* **WHAT THE TASK ASKS**: Rewrite the listing below as a numbered list, omitting the blank lines.

┏━━

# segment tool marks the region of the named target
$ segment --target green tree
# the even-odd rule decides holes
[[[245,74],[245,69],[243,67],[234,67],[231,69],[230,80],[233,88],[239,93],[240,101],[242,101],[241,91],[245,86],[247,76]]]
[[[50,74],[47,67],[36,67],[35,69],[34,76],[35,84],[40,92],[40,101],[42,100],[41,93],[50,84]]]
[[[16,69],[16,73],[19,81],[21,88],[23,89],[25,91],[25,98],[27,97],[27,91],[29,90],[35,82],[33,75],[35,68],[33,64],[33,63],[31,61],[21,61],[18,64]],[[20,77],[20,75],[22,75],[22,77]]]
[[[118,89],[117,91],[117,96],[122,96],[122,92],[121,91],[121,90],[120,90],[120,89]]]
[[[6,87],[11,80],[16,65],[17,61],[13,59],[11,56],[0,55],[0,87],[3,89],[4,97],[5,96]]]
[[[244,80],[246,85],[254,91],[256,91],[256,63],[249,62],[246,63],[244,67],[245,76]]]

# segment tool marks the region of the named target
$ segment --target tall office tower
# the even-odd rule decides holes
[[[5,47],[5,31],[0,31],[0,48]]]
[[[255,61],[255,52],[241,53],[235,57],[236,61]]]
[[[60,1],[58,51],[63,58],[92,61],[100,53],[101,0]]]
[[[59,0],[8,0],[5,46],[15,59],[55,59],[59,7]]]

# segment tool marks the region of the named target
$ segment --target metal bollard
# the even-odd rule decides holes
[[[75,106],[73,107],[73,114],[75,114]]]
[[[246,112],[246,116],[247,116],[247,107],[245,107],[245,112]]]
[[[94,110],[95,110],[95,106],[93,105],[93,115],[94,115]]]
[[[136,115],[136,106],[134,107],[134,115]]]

┗━━

* **THE RESPONSE**:
1. # segment tool marks the region of the named target
2. $ segment --target green tree
3. # the even-odd rule decides holes
4. [[[245,74],[245,69],[243,67],[234,67],[231,69],[230,80],[233,88],[239,93],[240,101],[242,101],[241,91],[245,86],[247,76]]]
5. [[[50,74],[47,67],[36,67],[35,69],[34,76],[35,84],[40,92],[40,101],[42,100],[41,93],[50,84]]]
6. [[[16,69],[16,73],[19,81],[21,88],[23,89],[25,91],[25,98],[27,97],[27,91],[29,90],[35,82],[33,75],[35,68],[33,64],[33,63],[31,61],[21,61],[18,64]],[[20,77],[20,75],[22,75],[22,77]]]
7. [[[118,89],[117,91],[117,96],[122,96],[122,92],[121,91],[121,90],[120,90],[120,89]]]
8. [[[6,87],[11,80],[16,65],[17,61],[13,59],[11,56],[0,55],[0,87],[3,89],[4,97],[5,96]]]
9. [[[244,80],[246,85],[254,91],[256,91],[256,63],[249,62],[246,63],[244,67],[245,76]]]
10. # segment tool marks the region of the named target
11. $ segment --target tall office tower
12. # the even-odd rule decides holes
13. [[[5,47],[5,31],[0,31],[0,48]]]
14. [[[255,61],[255,52],[241,53],[235,57],[236,61]]]
15. [[[60,1],[58,51],[63,58],[92,61],[100,53],[101,0]]]
16. [[[59,0],[8,0],[5,46],[15,59],[55,59],[59,7]]]
17. # segment tool marks the region of the named target
18. $ segment --target metal bollard
19. # the even-odd rule decides holes
20. [[[75,106],[73,107],[73,114],[75,114]]]
21. [[[246,112],[246,116],[247,116],[247,107],[245,107],[245,112]]]
22. [[[94,110],[95,110],[95,106],[93,105],[93,115],[94,115]]]
23. [[[136,115],[136,106],[134,107],[134,115]]]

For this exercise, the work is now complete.